▶ Document section:

>>

Rep. Jackie Speier, D-Calif., a federal employee advocate, joined the call Friday.

Rep. Jackie Speier, D-Calif., a federal employee advocate, joined the call Friday. Tony Avelar/AP file photo

Furloughed Feds Aren’t Just Worried About Smaller Paychecks

Work that isn’t getting done includes military base repairs, kids’ educational activities and astronomical experiments.

“When I looked at my paycheck the other day, it was a shock to see how small it was,” Doug Mehring told reporters on a conference call Friday hosted by the Federal-Postal Coalition.

Mehring, a brick mason at Scott Air Force Base near St. Louis, was recalled to work Oct. 7 after four days of furlough. His most recent paycheck was only 60 percent of its usual total, though he -- and several other federal employees on the call Friday -- largely voiced concerns about the shutdown outside of that personal impact.

Lee Stone, a senior scientist at NASA’s Ames Research Center, said conferences he has missed and experiments he has canceled while on furlough represent a vast amount of lost knowledge. Tests involving artificial gravity, g-20 centrifuges, 747 airplanes with giant telescopes attached and potential causes of a recent crash at San Francisco International Airport have all fallen victim to the shutdown.

In addition to his own lost opportunities, Stone said children have missed out on learning experiences due to canceled field trips.

Cindy Blythe, a civilian employee for the Coast Guard in Topeka, Kan., said with her office closed -- which provides pay services to active duty personnel, reservists and retirees in the Coast Guard -- the department could face difficulty in ensuring the timely delivery of pay and allowances to its excepted employees.

<<

▶ Questions:
a) From the furlough article, please list every test that Lee Stone says has fallen victim to the shutdown.
b) Carry the furlough article forward from its last sentence, the one about Cindy Blythe's Coast Guard office.

▶ Extracted information:
>>

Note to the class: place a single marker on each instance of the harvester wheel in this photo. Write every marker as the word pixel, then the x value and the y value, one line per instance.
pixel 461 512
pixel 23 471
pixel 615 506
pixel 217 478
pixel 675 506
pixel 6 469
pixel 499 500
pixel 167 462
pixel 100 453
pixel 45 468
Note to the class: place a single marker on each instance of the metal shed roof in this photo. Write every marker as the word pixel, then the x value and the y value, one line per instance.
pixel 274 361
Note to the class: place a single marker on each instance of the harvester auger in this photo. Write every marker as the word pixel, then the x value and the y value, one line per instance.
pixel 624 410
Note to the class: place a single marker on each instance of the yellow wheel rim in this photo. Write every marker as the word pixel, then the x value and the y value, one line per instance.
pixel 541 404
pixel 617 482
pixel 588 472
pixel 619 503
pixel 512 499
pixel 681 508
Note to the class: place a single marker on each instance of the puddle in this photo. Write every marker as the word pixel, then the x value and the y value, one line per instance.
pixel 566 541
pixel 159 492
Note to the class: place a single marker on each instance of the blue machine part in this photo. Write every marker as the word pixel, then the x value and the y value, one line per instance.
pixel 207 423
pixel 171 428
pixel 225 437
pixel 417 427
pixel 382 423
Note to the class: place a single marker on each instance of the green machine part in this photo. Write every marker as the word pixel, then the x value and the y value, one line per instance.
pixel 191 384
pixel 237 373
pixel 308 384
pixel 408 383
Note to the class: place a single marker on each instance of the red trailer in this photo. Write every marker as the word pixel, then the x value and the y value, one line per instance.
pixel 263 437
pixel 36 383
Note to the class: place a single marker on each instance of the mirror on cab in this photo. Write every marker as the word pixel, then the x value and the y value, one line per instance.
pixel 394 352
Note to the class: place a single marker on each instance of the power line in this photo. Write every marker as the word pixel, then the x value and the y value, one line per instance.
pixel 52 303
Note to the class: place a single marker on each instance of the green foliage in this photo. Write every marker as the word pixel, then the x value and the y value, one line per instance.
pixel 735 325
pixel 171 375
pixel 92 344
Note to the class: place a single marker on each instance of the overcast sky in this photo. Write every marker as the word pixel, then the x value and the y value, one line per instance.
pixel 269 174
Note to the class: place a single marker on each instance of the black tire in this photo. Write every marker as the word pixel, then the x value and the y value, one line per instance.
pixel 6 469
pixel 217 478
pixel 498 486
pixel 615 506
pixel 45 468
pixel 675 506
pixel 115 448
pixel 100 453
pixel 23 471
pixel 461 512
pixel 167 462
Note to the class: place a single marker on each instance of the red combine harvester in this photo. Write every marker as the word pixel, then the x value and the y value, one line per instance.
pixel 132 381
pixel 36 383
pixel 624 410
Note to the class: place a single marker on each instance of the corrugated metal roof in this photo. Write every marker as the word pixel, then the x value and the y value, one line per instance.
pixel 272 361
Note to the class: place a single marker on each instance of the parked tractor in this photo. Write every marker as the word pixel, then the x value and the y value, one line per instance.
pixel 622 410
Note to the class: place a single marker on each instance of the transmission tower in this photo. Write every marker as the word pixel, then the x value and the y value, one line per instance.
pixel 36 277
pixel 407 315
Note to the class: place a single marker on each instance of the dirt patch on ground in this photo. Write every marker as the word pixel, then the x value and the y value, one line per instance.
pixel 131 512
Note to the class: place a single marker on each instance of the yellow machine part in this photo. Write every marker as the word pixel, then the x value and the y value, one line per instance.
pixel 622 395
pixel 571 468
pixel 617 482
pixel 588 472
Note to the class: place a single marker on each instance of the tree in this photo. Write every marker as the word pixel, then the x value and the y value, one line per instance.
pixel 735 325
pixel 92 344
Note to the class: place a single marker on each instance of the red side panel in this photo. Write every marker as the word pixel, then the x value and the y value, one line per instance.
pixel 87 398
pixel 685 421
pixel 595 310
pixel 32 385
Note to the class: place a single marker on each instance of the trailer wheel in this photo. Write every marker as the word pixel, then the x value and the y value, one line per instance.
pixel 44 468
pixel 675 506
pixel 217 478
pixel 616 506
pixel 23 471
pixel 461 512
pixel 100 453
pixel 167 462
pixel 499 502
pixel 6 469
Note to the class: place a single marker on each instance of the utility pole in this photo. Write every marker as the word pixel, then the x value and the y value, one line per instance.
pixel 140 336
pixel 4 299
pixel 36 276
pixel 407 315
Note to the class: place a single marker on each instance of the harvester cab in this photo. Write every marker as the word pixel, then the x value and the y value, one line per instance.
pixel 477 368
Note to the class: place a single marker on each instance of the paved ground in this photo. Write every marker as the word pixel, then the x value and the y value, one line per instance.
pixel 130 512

<<

▶ Answers by task:
a)
- Tests involving artificial gravity
- Tests involving g-20 centrifuges
- Tests involving 747 airplanes with giant telescopes attached
- Tests involving potential causes of a recent crash at San Francisco International Airport

b)
“Our message is loud and clear,” said Bruce Moyer, head of the Federal-Postal Coalition, an organization that includes more than 30 federal employee groups. “End the shutdown so we can get back to work for the American people.”

Mehring said that on top of the shutdown, sequestration has severely hampered civil engineers’ ability to offer repairs around the Air Force base. Since the budget cuts went into effect, his office has only conducted emergency fixes. 

“If you don’t do your routine maintenance, you know you’re going to have trouble down the road,” Mehring said.

He added that needless congressional squabbling should not further mitigate his ability to do his job, and while he does not personally support the Affordable Care Act, he rejected the Republican effort to include changes to the law in a deal to fund government.

Rep. Jackie Speier, D-Calif., a federal employee advocate who also joined the call, offered a glimpse into how such a deal could take shape. Speier said Democrats could back a repeal of the medical device tax, so long as it includes the reopening of government and a raise in the debt ceiling that allows the government to pay its obligations for at least one year.